Goal of the exercise: For the word "gray", search the records and show each line in which it occurs.

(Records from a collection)
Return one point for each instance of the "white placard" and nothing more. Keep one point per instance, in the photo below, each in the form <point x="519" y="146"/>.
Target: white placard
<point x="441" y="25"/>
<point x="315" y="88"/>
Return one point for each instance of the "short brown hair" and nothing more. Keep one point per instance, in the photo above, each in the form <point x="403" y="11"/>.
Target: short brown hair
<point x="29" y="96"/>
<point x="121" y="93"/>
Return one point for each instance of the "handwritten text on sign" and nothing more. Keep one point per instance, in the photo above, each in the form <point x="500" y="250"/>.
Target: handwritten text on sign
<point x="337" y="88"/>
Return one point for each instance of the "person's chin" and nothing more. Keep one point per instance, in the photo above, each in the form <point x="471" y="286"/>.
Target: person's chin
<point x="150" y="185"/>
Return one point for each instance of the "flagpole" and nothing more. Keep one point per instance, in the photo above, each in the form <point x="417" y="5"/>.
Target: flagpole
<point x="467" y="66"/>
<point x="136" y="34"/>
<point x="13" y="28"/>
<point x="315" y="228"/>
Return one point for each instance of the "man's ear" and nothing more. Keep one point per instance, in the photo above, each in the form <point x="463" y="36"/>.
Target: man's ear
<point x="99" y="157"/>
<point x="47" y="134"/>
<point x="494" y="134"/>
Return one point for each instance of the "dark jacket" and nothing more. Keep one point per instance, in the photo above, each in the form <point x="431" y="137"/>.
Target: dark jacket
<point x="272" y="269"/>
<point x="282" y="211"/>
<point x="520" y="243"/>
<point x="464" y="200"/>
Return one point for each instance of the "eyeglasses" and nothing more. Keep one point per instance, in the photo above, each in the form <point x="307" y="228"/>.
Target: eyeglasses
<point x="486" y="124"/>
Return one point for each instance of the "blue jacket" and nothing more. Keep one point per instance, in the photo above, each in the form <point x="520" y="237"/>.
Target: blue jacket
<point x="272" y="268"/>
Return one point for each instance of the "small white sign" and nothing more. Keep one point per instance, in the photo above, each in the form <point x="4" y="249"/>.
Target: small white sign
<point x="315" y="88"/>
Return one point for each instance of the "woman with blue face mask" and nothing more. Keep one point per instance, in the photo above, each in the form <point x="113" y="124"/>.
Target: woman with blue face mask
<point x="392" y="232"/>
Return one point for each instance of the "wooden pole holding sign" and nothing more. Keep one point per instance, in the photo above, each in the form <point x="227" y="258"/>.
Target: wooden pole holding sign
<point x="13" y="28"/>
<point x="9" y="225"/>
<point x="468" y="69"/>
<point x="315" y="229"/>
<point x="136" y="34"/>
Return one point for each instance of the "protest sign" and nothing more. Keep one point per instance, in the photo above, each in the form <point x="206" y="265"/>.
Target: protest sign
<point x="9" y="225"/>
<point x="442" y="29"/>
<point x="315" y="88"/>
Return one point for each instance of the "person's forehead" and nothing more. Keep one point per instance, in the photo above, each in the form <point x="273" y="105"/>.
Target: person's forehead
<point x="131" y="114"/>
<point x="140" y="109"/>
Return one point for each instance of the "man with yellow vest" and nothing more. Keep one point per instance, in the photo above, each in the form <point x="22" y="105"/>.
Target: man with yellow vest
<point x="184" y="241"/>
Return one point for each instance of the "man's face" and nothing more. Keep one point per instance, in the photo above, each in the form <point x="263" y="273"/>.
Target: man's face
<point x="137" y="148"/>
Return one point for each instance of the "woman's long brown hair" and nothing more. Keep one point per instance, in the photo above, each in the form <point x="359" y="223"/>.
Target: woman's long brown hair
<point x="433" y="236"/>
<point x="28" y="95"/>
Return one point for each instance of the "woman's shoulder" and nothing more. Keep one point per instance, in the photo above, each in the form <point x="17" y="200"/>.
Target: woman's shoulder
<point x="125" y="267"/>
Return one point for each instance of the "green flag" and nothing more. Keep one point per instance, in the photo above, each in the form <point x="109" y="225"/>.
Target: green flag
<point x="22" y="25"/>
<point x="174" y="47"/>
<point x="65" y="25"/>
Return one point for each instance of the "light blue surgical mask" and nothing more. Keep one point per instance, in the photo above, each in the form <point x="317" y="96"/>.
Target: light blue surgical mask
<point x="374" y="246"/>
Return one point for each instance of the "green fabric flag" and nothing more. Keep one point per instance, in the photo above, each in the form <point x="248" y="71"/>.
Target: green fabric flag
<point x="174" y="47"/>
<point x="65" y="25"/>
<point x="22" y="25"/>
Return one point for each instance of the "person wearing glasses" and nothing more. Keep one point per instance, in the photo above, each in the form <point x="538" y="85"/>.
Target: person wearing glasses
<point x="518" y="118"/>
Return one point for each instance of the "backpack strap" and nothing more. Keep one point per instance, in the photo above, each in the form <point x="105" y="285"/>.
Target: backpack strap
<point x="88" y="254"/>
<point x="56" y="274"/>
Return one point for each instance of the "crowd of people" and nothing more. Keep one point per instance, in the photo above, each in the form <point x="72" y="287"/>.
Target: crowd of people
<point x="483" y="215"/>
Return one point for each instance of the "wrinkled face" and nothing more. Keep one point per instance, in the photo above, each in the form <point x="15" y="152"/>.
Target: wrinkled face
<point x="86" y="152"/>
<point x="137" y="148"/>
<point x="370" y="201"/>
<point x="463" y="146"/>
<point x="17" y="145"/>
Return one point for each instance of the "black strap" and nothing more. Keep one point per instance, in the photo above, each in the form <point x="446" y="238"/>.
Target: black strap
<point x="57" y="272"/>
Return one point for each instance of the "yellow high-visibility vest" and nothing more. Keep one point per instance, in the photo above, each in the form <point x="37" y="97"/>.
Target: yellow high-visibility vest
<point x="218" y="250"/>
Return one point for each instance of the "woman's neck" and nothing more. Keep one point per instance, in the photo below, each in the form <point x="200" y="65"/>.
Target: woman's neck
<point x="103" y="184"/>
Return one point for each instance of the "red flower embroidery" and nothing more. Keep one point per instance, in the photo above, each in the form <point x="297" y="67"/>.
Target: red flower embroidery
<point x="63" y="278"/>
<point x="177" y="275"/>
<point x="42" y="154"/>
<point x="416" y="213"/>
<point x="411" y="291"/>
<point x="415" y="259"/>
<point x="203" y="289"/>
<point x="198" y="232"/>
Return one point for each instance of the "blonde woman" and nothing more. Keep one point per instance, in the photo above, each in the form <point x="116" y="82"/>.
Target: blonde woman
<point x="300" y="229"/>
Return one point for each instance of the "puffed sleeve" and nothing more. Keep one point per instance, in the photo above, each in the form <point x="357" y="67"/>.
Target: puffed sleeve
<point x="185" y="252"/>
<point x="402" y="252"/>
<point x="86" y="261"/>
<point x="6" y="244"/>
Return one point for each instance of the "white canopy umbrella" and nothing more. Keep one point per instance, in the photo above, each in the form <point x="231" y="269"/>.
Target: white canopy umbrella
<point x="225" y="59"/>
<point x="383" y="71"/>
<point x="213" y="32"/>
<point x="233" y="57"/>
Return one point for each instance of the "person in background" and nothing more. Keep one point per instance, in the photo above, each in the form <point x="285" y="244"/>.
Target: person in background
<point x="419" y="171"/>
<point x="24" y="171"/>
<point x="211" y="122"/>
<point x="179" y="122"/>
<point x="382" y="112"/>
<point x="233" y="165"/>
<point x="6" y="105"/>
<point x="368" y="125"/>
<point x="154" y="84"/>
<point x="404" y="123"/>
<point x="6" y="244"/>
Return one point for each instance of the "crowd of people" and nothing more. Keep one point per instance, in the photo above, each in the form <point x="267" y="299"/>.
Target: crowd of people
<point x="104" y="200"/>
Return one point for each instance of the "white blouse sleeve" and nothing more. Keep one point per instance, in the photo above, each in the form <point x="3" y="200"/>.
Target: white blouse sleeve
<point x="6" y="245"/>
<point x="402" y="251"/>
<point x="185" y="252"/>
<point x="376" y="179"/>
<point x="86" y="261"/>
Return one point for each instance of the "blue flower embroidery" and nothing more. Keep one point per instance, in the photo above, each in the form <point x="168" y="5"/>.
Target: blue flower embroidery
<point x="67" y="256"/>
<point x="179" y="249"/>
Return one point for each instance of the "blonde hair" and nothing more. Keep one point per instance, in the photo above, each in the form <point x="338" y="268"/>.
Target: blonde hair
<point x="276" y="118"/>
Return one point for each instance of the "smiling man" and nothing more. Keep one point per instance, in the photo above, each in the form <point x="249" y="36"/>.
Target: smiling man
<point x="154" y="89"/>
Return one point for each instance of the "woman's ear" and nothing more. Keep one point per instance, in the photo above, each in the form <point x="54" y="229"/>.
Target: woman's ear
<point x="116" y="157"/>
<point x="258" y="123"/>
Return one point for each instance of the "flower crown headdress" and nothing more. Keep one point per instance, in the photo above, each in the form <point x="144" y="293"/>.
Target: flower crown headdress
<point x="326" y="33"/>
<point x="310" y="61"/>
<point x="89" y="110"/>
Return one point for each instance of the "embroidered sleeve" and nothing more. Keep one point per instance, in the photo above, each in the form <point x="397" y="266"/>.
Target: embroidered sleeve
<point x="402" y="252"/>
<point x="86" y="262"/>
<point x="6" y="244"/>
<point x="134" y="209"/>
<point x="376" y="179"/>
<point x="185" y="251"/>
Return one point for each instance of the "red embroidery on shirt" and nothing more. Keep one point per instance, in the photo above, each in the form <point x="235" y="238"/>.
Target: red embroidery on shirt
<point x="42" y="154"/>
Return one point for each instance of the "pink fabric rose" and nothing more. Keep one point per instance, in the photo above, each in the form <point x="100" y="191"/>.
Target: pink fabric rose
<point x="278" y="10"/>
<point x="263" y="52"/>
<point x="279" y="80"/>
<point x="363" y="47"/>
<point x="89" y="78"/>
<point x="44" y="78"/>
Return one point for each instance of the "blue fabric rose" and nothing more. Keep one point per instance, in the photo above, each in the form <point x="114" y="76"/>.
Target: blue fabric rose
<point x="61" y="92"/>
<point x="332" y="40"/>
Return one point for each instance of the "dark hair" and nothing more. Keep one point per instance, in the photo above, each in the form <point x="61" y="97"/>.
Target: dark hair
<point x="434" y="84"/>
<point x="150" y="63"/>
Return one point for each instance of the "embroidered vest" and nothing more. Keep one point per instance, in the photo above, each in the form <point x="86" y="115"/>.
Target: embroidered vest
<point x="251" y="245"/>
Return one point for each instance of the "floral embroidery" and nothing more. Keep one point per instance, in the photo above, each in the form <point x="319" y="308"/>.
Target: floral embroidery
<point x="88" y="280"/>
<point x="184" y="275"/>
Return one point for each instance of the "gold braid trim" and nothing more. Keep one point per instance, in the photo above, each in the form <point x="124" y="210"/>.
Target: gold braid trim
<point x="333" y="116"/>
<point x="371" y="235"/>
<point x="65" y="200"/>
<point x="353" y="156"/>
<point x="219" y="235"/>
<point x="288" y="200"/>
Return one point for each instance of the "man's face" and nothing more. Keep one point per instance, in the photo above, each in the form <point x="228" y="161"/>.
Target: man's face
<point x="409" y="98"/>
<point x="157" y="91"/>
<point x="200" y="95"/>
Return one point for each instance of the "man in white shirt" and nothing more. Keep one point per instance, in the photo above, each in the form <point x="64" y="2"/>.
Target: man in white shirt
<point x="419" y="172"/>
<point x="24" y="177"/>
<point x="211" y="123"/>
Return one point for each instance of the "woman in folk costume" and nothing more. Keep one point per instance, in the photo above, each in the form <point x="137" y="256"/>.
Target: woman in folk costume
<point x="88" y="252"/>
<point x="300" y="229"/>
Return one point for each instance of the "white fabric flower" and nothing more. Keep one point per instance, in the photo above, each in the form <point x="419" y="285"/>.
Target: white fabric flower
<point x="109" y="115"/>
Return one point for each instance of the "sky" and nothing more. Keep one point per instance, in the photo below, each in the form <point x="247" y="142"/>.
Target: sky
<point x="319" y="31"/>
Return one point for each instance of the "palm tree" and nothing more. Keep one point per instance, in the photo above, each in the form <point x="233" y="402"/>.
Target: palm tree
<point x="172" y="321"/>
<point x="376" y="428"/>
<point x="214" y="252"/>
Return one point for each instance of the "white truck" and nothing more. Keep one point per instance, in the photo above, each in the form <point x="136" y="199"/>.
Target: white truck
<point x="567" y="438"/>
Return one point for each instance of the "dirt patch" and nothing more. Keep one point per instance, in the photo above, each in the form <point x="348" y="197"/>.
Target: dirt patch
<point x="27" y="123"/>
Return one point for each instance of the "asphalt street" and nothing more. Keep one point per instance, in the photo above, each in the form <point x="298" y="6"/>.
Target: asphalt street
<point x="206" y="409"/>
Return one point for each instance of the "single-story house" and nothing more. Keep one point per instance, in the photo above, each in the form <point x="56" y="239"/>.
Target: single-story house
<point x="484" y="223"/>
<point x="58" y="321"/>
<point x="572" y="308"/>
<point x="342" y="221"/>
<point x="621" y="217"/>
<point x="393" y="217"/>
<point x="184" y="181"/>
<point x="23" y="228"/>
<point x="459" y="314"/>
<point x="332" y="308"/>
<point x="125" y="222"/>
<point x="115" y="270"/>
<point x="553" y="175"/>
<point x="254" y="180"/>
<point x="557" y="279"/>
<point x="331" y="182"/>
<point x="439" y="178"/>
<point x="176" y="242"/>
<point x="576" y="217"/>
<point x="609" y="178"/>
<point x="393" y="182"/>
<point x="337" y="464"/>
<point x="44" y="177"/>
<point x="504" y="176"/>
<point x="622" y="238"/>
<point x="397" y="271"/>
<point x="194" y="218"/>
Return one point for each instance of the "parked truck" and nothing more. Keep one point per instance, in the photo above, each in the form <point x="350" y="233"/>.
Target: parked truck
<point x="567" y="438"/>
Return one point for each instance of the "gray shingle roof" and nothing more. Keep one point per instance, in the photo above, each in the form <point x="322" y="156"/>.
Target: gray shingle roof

Exercise solution:
Return one point for each instance of the "gray shingle roof" and nothing more. Keep one point per instance, in the photo above, each in the form <point x="322" y="156"/>.
Target: gray shingle roof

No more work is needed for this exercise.